_EXERCISE BRIEF:_ The records that follow are to be repeated without alteration.

[Lines of data]

● ● ● ● ●

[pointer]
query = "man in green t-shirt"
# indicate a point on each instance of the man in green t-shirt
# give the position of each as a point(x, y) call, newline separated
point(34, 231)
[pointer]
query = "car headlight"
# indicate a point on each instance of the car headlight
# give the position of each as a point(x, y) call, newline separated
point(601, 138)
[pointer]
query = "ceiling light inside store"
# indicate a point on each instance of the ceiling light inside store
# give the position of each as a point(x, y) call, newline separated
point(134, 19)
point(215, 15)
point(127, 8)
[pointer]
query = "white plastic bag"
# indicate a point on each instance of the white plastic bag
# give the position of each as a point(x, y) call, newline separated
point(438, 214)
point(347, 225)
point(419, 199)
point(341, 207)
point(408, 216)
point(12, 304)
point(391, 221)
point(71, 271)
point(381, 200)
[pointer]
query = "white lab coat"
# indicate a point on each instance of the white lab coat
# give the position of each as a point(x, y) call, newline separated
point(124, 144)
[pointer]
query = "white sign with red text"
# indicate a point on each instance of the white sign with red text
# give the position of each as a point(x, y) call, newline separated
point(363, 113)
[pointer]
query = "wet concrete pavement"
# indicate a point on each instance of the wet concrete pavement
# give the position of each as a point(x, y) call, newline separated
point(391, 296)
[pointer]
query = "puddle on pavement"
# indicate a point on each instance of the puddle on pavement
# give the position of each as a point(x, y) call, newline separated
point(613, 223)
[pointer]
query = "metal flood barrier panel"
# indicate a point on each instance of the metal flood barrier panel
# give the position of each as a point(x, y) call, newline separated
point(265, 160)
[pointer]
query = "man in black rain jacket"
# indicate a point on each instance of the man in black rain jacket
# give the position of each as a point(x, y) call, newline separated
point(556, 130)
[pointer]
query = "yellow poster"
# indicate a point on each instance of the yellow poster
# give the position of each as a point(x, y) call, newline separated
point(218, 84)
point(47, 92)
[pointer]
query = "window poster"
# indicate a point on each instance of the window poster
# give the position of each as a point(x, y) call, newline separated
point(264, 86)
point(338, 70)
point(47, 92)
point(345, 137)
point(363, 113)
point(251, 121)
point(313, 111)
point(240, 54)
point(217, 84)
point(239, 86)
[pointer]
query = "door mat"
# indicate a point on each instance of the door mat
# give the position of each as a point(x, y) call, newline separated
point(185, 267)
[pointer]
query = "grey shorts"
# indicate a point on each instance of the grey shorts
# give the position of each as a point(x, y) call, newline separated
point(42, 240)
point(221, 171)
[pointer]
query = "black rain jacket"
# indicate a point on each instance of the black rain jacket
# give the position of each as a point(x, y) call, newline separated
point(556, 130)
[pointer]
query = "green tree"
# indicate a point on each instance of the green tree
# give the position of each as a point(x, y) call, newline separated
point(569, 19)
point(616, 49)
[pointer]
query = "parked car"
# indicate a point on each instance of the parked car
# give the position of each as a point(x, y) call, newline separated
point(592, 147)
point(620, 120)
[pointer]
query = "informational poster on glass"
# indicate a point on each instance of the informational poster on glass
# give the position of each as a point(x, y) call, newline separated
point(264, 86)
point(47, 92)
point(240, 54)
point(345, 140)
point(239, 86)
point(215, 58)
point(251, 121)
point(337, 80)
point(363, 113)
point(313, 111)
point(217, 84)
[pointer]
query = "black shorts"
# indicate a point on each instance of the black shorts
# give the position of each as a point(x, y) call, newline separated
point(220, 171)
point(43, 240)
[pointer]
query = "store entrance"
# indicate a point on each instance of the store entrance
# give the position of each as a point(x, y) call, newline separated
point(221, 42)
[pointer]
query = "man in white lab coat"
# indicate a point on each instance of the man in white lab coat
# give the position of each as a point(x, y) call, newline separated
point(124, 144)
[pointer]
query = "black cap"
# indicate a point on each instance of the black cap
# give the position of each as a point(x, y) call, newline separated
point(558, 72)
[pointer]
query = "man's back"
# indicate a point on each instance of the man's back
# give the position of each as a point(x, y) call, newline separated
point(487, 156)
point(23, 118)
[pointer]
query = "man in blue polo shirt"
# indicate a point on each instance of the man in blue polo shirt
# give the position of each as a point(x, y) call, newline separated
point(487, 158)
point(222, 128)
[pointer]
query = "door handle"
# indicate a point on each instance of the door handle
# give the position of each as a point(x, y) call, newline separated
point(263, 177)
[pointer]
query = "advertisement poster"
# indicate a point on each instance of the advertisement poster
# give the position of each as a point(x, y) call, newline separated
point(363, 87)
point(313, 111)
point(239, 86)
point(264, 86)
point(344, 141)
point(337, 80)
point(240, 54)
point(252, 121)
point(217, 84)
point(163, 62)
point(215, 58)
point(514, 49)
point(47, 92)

● ● ● ● ●

_FULL OUTPUT:_
[pointer]
query = "man in green t-shirt"
# indicate a point on each instance of the man in green t-shirt
# give the position of each as a point(x, y) call, newline separated
point(34, 231)
[pointer]
query = "car headlight"
# indicate a point on each instance of the car headlight
# give the position of each as a point(x, y) call, newline separated
point(601, 138)
[pointer]
query = "ceiling light inside store"
# indicate a point on each instance of the ceiling light inside store
# give the position of each as a point(x, y) call, newline separated
point(134, 19)
point(215, 15)
point(127, 8)
[pointer]
query = "white plastic bag"
# indicate a point on each instance of the white plastic bag
# give the position of each as a point(x, y) call, newline separated
point(438, 214)
point(347, 225)
point(419, 199)
point(341, 207)
point(408, 216)
point(12, 304)
point(391, 221)
point(71, 271)
point(381, 200)
[pointer]
query = "white lab coat"
# indicate a point on each instance of the white lab coat
# give the position of each as a point(x, y) call, newline separated
point(124, 144)
[pointer]
query = "white sign with red text"
# indicate a point on each instance of the white sign with red text
# give the position of each as a point(x, y) call, newline separated
point(363, 113)
[pointer]
query = "wet concrete pavement"
# indicate a point on each instance of the wet concrete pavement
# give the position of each as a point(x, y) call, newline separated
point(391, 296)
[pointer]
query = "puddle on pavement"
# indicate a point on each instance of the puddle on pavement
# give the position of each as a point(x, y) call, newline separated
point(613, 223)
[pointer]
query = "metal flood barrier panel"
# indicate a point on each instance of the metal flood barrier panel
# give the position of each as a point(x, y) call, newline separated
point(265, 160)
[pointer]
query = "man in black rain jacket"
# indicate a point on each instance of the man in black rain jacket
# give the position of each as a point(x, y) call, newline separated
point(556, 130)
[pointer]
query = "yellow poster"
# indicate a point on each instance of the yellow poster
# give the position of each as a point(x, y) call, newline separated
point(218, 84)
point(47, 92)
[pointer]
query = "window poster"
# indicate a point on each instance of the window poster
# give the position of each as a point(x, y) call, newline separated
point(264, 86)
point(338, 70)
point(47, 92)
point(345, 137)
point(363, 113)
point(251, 121)
point(313, 111)
point(240, 54)
point(217, 84)
point(239, 86)
[pointer]
query = "door mat"
# indicate a point on each instance of the door mat
# give the position of each as a point(x, y) call, newline separated
point(185, 267)
[pointer]
query = "grey shorts"
# indicate a point on each instance of the grey shorts
# give the position of each as a point(x, y) call, newline separated
point(42, 240)
point(221, 171)
[pointer]
query = "black rain jacket"
# indicate a point on each instance of the black rain jacket
# give the position of each as a point(x, y) call, newline separated
point(556, 130)
[pointer]
query = "green tree"
# indicate a point on each instance of the green tree
# give the position of each as a point(x, y) call, newline separated
point(569, 19)
point(616, 49)
[pointer]
query = "parked car"
# indicate a point on each instance of the parked car
# give the position of each as a point(x, y) call, newline separated
point(592, 147)
point(620, 120)
[pointer]
query = "informational poster on glass"
# indicate a point on each instance of the informational poster on glass
# give the position of each as a point(x, y) call, newline separated
point(264, 86)
point(47, 92)
point(240, 54)
point(345, 140)
point(239, 86)
point(215, 58)
point(251, 121)
point(337, 80)
point(363, 113)
point(313, 111)
point(217, 84)
[pointer]
query = "black shorts"
# indicate a point on each instance of the black shorts
# give the position of each as a point(x, y) call, newline separated
point(220, 171)
point(43, 240)
[pointer]
query = "store entrance"
# indicate a point on each instance of the store entrance
# give the position of each as a point(x, y) call, newline separated
point(221, 42)
[pointer]
query = "man in white lab coat"
# indicate a point on each instance of the man in white lab coat
# give the position of each as a point(x, y) call, newline separated
point(124, 144)
[pointer]
query = "black cap"
# indicate a point on each instance of the black cap
# give the position of each as a point(x, y) call, newline separated
point(558, 72)
[pointer]
query = "man's back"
# indicate a point on each instance of the man's back
# give the position of each as a point(x, y) call, newline separated
point(487, 156)
point(23, 118)
[pointer]
query = "man in blue polo shirt"
# indicate a point on each instance of the man in blue polo shirt
# give the position of each as a point(x, y) call, newline separated
point(487, 158)
point(222, 128)
[pointer]
query = "door handle"
# indicate a point on each instance of the door handle
# give the position of each as a point(x, y) call, newline separated
point(263, 177)
[pointer]
query = "advertisement poster"
# indicate a point on each instance of the advertisement poster
# give the position of each as a point(x, y) call, newline separated
point(363, 87)
point(313, 111)
point(239, 86)
point(264, 86)
point(344, 141)
point(337, 80)
point(240, 54)
point(252, 121)
point(217, 84)
point(163, 62)
point(215, 58)
point(514, 49)
point(47, 92)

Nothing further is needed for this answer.